EXERCISE OBJECTIVE — Arrange every line of the material below as a Markdown table with the columns Row and Line, numbering each row and skipping blank lines. Leave the pictures out.

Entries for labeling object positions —
==========

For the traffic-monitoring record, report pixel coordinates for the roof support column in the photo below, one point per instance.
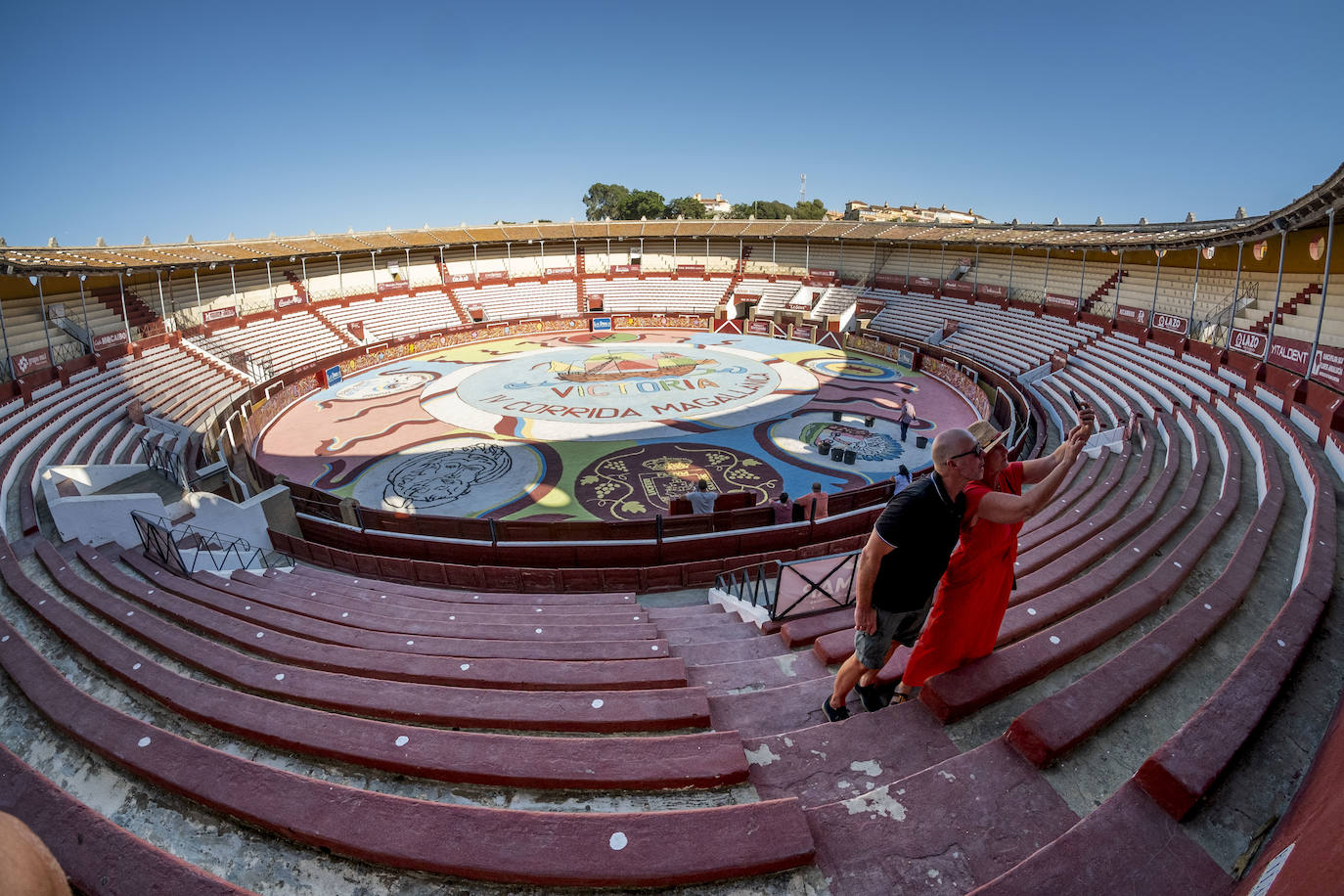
(1156, 283)
(46, 331)
(83, 306)
(1325, 285)
(1082, 283)
(1045, 288)
(125, 317)
(1193, 295)
(4, 337)
(1278, 288)
(162, 309)
(1120, 273)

==========

RESULT BELOW —
| Row | Line |
|---|---|
| 1 | For the traffic-monitoring record, report pixel coordinates for the roof support column in the photo below, one point per instance. |
| 2 | (1156, 283) |
| 3 | (46, 331) |
| 4 | (83, 306) |
| 5 | (1325, 285) |
| 6 | (1082, 283) |
| 7 | (1045, 288) |
| 8 | (125, 317) |
| 9 | (1193, 295) |
| 10 | (4, 337) |
| 11 | (1278, 288) |
| 12 | (162, 309) |
| 13 | (1120, 273) |